>> Begin

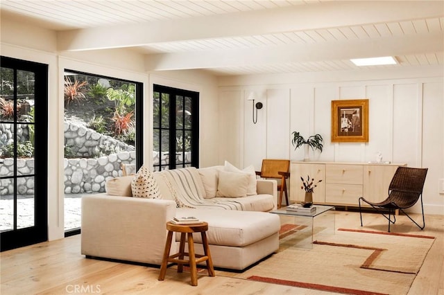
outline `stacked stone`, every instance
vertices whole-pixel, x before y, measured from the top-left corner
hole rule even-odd
[[[111,154],[99,159],[65,159],[65,193],[103,193],[109,179],[122,175],[121,163],[135,163],[135,152]]]
[[[108,180],[121,176],[121,163],[135,163],[135,152],[110,154],[99,159],[65,159],[65,193],[103,193]],[[12,159],[3,159],[3,163],[0,163],[0,177],[13,175],[13,163]],[[34,174],[34,159],[18,159],[17,174]],[[0,184],[0,195],[14,194],[14,186],[10,179],[1,179]],[[17,179],[17,193],[34,195],[34,177]]]
[[[14,130],[12,124],[0,124],[0,148],[3,145],[7,145],[14,141]],[[29,140],[29,132],[28,125],[17,125],[17,140],[23,143]]]
[[[65,146],[79,157],[90,158],[101,154],[135,151],[133,145],[115,140],[71,122],[65,122]]]

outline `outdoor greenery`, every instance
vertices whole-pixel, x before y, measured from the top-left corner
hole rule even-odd
[[[134,84],[67,73],[65,102],[65,116],[78,118],[99,133],[135,145]]]
[[[32,158],[34,157],[34,145],[29,141],[17,143],[17,154],[18,158]],[[0,148],[0,154],[3,158],[13,158],[14,142],[3,145]]]

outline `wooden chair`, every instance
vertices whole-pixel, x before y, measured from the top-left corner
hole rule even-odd
[[[279,193],[279,203],[278,208],[282,204],[282,195],[285,194],[285,202],[289,204],[289,194],[287,189],[287,179],[290,177],[290,160],[272,160],[264,159],[262,160],[261,171],[256,171],[256,175],[262,178],[275,178],[280,179],[278,185]]]
[[[390,224],[393,224],[396,222],[395,211],[400,210],[405,214],[418,227],[424,229],[425,222],[424,220],[424,207],[422,206],[422,188],[425,181],[425,176],[427,174],[427,168],[413,168],[409,167],[398,167],[391,179],[388,186],[388,197],[384,201],[375,203],[367,201],[363,197],[359,199],[359,215],[361,217],[361,226],[362,226],[362,214],[361,212],[361,201],[367,203],[373,207],[379,213],[382,214],[388,220],[388,231],[390,232]],[[421,210],[422,211],[422,225],[420,226],[413,220],[404,211],[407,208],[413,206],[418,199],[421,200]],[[388,216],[378,209],[388,209]],[[391,216],[393,215],[393,220]]]

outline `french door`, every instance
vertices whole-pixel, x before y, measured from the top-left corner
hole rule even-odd
[[[1,57],[1,251],[48,239],[48,65]]]
[[[198,167],[199,93],[154,85],[155,171]]]

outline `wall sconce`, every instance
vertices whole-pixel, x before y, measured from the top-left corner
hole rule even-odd
[[[253,123],[256,124],[257,122],[257,109],[261,109],[263,107],[262,102],[256,102],[255,105],[255,100],[257,98],[256,97],[256,93],[254,91],[250,92],[247,100],[253,100]],[[256,118],[255,119],[255,109],[256,109]]]

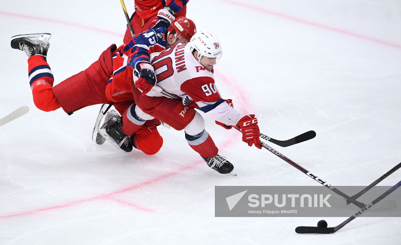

>> End

→ TASK STATEMENT
Find all lines in the records above that contain the word "every", and copy each of those lines.

→ SOLUTION TO THIS EXERCISE
outline `stacked stone`, every instance
outline `outdoor greenery`, every instance
outline `wooden chair`, every instance
outline `french door`, every instance
outline `wall sconce`, every instance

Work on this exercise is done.